Zahir ve batın üzerine olan metinde "Âlemlerin Rabbi Zat" ile "tüm âlem görünür." arasındaki bölümü, bu iki ifade de dahil olmak üzere kelimesi kelimesine kopyalayın.

→ Sayfa:
-------------------------

Yusuf Tolga Ünker Maltepe Üniversitesi Grafik Tasarımı Bölümü Araştırma Görevlisi İSTANBUL

5.BÖLÜM

Hakkı Baba,  buraya kadar, Hadid suresinin, 3. ayetindeki, “O, evvel ve ahir” vasıflarını anlattınız. Bu ayetin, zahir ve batın” vasıfları nelerdir, anlatır mısınız?

 Tolga Bey, Ayette zikredilen, “zahir ve batın” nispetlere göre söylenmiş ifadelerdir. Örneğin; güneş, doğumundan batımına kadar, bizim için zahirdir. Çünkü biz onu gün boyu görüyoruz. Bizde gün battığı zaman bize göre,  gece boyu batındır, yani görülmüyor. Ancak Yunanistan’da hala zahirdir, yani görülüyor. Yunanistan’da güneş battığı zaman batındır. Makedonya’da hala güneş zahir ve görülüyor olacaktır. Aslında güneş ne doğar ne de batar. Onun zahir ve batın oluşu bize göredir. O, hep vardır ve bu sonsuza dek böyledir.
Âlemlerin Rabbi Zat da aynı Güneş’e benzer ki, bir görünen vasfı, bir de görünmeyen vasfı vardır ve her ikisi de Hakk’tır. Ayette zikredilen “Batın” ifadesi, “Mutlak” olan Zat’ı işaret eder ki, O, hiçbir zaman görülmez. O, bizim özümüzdür. Yani ana rahminde iken bize üflenen ruhtur. “Zahir” ifadesi ise “Her an değişebilen” Allah’ı işaret eder ki, O, her varlıkta başka başka sıfatlarda tecelli eder ki, biz bu sıfatların tümüne birden “Allah” diyoruz. Fakir, bu hususu bir manzum eserimin ilk dörtlüğünde şöyle dile getirdim.

Zahirde de batında da sen varsın,
Âlem aynasından Zat’ın görünür,
Hakk’ın yüzü âleme ayna olmuş,
Hakk aynasından tüm âlem görünür.

Çok önemli ve hassas olan bu hususu bir de Ayan-ı Sabite ile açıklamaya çalışacağım. Âyan-ı Sabite, Allah’ın ilminde sabit olan “yoklar” dır. Bunlar, “hakikat, mahiyet ve zat” manasına gelir ve varlık (vücut) kavramından farklı bir mana ifade ederler. Bir şeyin varlığı başka, mahiyeti başkadır.

-------------------------

→ Sağlanan veriler:
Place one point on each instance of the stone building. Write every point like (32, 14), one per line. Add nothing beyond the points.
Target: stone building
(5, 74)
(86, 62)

-------------------------

→ Çıktı:
Âlemlerin Rabbi Zat da aynı Güneş’e benzer ki, bir görünen vasfı, bir de görünmeyen vasfı vardır ve her ikisi de Hakk’tır. Ayette zikredilen “Batın” ifadesi, “Mutlak” olan Zat’ı işaret eder ki, O, hiçbir zaman görülmez. O, bizim özümüzdür. Yani ana rahminde iken bize üflenen ruhtur. “Zahir” ifadesi ise “Her an değişebilen” Allah’ı işaret eder ki, O, her varlıkta başka başka sıfatlarda tecelli eder ki, biz bu sıfatların tümüne birden “Allah” diyoruz. Fakir, bu hususu bir manzum eserimin ilk dörtlüğünde şöyle dile getirdim.

Zahirde de batında da sen varsın,
Âlem aynasından Zat’ın görünür,
Hakk’ın yüzü âleme ayna olmuş,
Hakk aynasından tüm âlem görünür.